■ WORK TO COMPLETE ■
Put every line of the material below into a JSON list of strings, one string per line. Leave out any blank lines.

== PROVIDED MATERIAL ==

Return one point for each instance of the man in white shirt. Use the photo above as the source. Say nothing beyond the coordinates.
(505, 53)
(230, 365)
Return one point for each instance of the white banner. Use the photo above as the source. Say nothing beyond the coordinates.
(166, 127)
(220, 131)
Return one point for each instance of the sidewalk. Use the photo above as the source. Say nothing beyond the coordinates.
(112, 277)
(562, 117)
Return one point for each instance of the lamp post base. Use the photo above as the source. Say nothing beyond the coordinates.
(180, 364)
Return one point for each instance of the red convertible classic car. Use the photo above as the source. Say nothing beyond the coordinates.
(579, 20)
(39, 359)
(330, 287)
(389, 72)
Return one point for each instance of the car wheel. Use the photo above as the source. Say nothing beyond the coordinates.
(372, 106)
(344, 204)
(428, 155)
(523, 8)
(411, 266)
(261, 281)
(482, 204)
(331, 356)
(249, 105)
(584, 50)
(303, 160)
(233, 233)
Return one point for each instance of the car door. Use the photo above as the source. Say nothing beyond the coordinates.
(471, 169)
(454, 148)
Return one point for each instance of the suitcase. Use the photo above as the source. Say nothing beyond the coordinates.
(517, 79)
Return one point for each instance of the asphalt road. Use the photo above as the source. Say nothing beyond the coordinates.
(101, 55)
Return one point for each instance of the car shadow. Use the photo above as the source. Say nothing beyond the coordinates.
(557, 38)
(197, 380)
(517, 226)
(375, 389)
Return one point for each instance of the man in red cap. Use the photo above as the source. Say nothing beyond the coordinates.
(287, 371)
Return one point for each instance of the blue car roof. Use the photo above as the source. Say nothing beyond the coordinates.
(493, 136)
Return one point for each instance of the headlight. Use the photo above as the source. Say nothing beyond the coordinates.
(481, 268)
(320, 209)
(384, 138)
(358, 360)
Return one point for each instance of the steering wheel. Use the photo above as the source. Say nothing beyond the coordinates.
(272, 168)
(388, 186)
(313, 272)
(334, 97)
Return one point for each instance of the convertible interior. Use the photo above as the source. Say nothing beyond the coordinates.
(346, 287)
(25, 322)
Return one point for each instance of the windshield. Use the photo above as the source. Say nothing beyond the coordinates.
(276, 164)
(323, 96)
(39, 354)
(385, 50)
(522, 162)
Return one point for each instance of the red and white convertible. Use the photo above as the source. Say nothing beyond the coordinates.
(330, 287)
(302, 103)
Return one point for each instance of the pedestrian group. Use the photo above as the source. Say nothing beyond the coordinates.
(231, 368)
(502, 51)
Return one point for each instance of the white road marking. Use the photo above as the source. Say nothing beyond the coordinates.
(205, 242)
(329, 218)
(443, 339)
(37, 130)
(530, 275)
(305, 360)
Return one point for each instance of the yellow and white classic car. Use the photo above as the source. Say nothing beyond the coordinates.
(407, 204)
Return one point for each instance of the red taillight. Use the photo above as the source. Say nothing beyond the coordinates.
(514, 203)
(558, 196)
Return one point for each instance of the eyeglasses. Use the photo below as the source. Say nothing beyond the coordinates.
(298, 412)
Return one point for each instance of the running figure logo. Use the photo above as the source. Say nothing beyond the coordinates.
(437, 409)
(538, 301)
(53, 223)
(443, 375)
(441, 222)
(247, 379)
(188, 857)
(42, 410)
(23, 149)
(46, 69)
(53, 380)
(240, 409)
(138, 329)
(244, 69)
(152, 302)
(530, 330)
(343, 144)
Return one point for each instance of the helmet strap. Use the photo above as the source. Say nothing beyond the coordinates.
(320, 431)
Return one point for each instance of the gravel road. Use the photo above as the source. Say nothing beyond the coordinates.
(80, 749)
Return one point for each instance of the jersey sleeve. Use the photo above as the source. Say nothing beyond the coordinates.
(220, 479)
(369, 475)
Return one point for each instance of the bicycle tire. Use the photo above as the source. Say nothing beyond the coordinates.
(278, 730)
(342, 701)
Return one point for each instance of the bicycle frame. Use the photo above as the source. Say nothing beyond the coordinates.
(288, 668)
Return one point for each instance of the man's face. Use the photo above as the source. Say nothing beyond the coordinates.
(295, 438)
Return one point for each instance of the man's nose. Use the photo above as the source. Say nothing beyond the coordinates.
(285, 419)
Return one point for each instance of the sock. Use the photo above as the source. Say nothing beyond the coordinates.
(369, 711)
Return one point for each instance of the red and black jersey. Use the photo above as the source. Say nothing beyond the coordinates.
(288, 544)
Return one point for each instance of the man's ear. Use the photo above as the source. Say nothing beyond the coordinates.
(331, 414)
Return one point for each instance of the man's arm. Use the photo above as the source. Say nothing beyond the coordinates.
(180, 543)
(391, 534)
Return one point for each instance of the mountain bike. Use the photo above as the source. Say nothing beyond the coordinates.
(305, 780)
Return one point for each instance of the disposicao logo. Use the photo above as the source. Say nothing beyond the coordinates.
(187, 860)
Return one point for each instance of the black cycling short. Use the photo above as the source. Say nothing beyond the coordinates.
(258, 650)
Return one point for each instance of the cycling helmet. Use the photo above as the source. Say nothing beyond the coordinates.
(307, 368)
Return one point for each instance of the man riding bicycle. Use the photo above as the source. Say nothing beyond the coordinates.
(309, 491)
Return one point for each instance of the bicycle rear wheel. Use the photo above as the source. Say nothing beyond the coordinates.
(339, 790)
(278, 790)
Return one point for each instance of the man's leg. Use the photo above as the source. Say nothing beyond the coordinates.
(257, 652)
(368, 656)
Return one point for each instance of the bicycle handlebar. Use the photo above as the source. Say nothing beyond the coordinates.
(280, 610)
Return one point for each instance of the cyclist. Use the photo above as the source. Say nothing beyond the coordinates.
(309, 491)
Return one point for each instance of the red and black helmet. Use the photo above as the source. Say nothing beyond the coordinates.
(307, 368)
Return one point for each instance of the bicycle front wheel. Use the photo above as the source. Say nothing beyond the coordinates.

===

■ EXERCISE SOLUTION ■
[
  "Return one point for each instance of the man in white shirt. Use the photo above as the source. Say nothing beyond the coordinates.",
  "(505, 53)",
  "(230, 365)",
  "Return one point for each instance of the white banner. Use the photo above as the source. Say nothing beyond the coordinates.",
  "(166, 127)",
  "(220, 131)",
  "Return one point for each instance of the sidewalk. Use the photo above as the source. Say nothing beyond the coordinates.",
  "(112, 277)",
  "(562, 117)",
  "Return one point for each instance of the lamp post base. Use the photo above as the source. Say nothing beyond the coordinates.",
  "(180, 364)",
  "Return one point for each instance of the red convertible classic car. Use the photo above as the source. Say nothing beyond the coordinates.",
  "(579, 20)",
  "(39, 359)",
  "(330, 287)",
  "(389, 72)",
  "Return one point for each instance of the car wheel. Use the photo above as the source. Say nothing beyond the coordinates.",
  "(372, 106)",
  "(344, 204)",
  "(428, 155)",
  "(523, 8)",
  "(411, 266)",
  "(261, 281)",
  "(482, 204)",
  "(331, 356)",
  "(249, 105)",
  "(584, 50)",
  "(303, 160)",
  "(233, 233)",
  "Return one point for each instance of the car door. Use the photo above as the source. Say nothing beyond the coordinates.",
  "(471, 169)",
  "(454, 148)",
  "Return one point for each instance of the suitcase. Use the photo above as the source. Say nothing beyond the coordinates.",
  "(517, 79)",
  "Return one point for each instance of the asphalt road. Use the photo above as the source. Say nothing beyond the coordinates.",
  "(101, 55)",
  "Return one point for each instance of the car shadow. Use the photo above as the source. Say nothing beyond the coordinates.",
  "(557, 38)",
  "(197, 380)",
  "(517, 226)",
  "(375, 389)",
  "Return one point for each instance of the man in red cap. Use the photo above as the source. Say nothing beyond the coordinates.",
  "(287, 371)",
  "Return one point for each instance of the blue car roof. Use the photo above as the source. Say nothing beyond the coordinates.",
  "(493, 136)",
  "Return one point for each instance of the headlight. Use the photo above as the source. Say nothing beyond the coordinates.",
  "(481, 268)",
  "(320, 209)",
  "(384, 138)",
  "(358, 360)",
  "Return one point for each instance of the steering wheel. Use the photo above as the source. Say nothing beyond the coordinates.",
  "(272, 168)",
  "(388, 186)",
  "(313, 272)",
  "(334, 97)",
  "Return one point for each instance of the convertible interior. Use the photo above as the source. Say nothing beyond the coordinates.",
  "(346, 287)",
  "(25, 322)",
  "Return one point for each instance of the windshield. Use the photo above as the source. Say nothing beyond the coordinates.",
  "(276, 164)",
  "(323, 96)",
  "(39, 354)",
  "(385, 50)",
  "(522, 162)",
  "Return one point for each instance of the red and white convertible. Use the photo above as the source. Say nothing beyond the coordinates.",
  "(330, 287)",
  "(302, 103)",
  "Return one point for each instance of the pedestrian group. Use the photo above as the source. Say nothing beyond the coordinates.",
  "(231, 368)",
  "(502, 51)",
  "Return one point for each instance of the white road marking. Use the photo above as the source. Say nothing beyond the coordinates.",
  "(205, 242)",
  "(329, 218)",
  "(443, 339)",
  "(37, 130)",
  "(530, 275)",
  "(305, 360)",
  "Return one point for each instance of the yellow and white classic car. Use the photo above as the source. Say nothing beyond the coordinates.",
  "(407, 204)",
  "Return one point for each instance of the red taillight. Use the photo above as the source. Say nothing beyond the coordinates.",
  "(514, 203)",
  "(558, 196)",
  "Return one point for each instance of the eyeglasses. Use the photo below as the source. Say nothing beyond the coordinates.",
  "(298, 412)",
  "Return one point for each instance of the running figure logo. Use the photo above as the source. Say nothing beyond the coordinates.",
  "(437, 409)",
  "(538, 301)",
  "(53, 223)",
  "(443, 375)",
  "(441, 222)",
  "(247, 379)",
  "(188, 857)",
  "(42, 410)",
  "(23, 149)",
  "(46, 69)",
  "(53, 380)",
  "(240, 409)",
  "(138, 329)",
  "(244, 69)",
  "(152, 302)",
  "(530, 330)",
  "(343, 144)",
  "Return one point for each instance of the helmet strap. Use the photo above as the source. Say nothing beyond the coordinates.",
  "(320, 431)",
  "Return one point for each instance of the gravel road. Use the photo above as the source. Say nothing beyond the coordinates.",
  "(80, 749)",
  "Return one point for each instance of the jersey sleeve. Use the photo above as the source. Say nothing beyond the coordinates.",
  "(220, 479)",
  "(369, 475)",
  "Return one point for each instance of the bicycle tire. Use the photo above as the source. Say nothing beyond the coordinates.",
  "(278, 730)",
  "(342, 701)",
  "Return one point for each instance of the bicycle frame. Use the photo above as the source. Say nothing beyond the coordinates.",
  "(288, 668)",
  "Return one point for each instance of the man's face. Use the photo above as the source. Say nothing beyond the coordinates.",
  "(295, 438)",
  "Return one point for each instance of the man's nose. Use the photo above as the source. Say nothing beyond the coordinates.",
  "(285, 419)",
  "Return one point for each instance of the sock. Use the photo above as the source. Say nothing beyond the coordinates.",
  "(369, 711)",
  "Return one point for each instance of the red and black jersey. Use the photo above as the source. Say nothing beyond the coordinates.",
  "(288, 544)",
  "Return one point for each instance of the man's ear. Use the photo above as the source. Say nothing beyond the coordinates.",
  "(331, 414)",
  "Return one point for each instance of the man's arm. Use the photo above as the source. Say nothing beyond the coordinates.",
  "(180, 543)",
  "(391, 534)",
  "Return one point for each instance of the mountain bike. Use the photo above as the source. Say nothing beyond the coordinates.",
  "(305, 780)",
  "Return one point for each instance of the disposicao logo. Use the photo above as the source. Say nothing beyond the coordinates.",
  "(187, 860)",
  "Return one point for each instance of the black cycling short. Use the photo above as the source. Say nothing beyond the coordinates.",
  "(258, 650)",
  "Return one point for each instance of the cycling helmet. Use the photo above as the source. Say nothing beyond the coordinates.",
  "(307, 368)",
  "Return one point for each instance of the man riding bicycle. Use the photo above as the source. Say nothing beyond the coordinates.",
  "(309, 491)",
  "Return one point for each instance of the bicycle rear wheel. Use the photo above as the source. Say nothing beyond the coordinates.",
  "(339, 790)",
  "(278, 790)",
  "Return one point for each instance of the man's leg. Use the photo above as the source. Say nothing beyond the coordinates.",
  "(257, 652)",
  "(368, 656)",
  "Return one point for each instance of the bicycle handlebar. Use the photo above as the source. Say nothing beyond the coordinates.",
  "(280, 610)",
  "Return one point for each instance of the cyclist. Use the photo above as the source. Say nothing beyond the coordinates.",
  "(309, 491)",
  "Return one point for each instance of the red and black helmet. Use the photo above as the source. Say nothing beyond the coordinates.",
  "(307, 368)",
  "Return one point for each instance of the bicycle front wheel. Use the photo above as the source. Say nothing beyond the coordinates."
]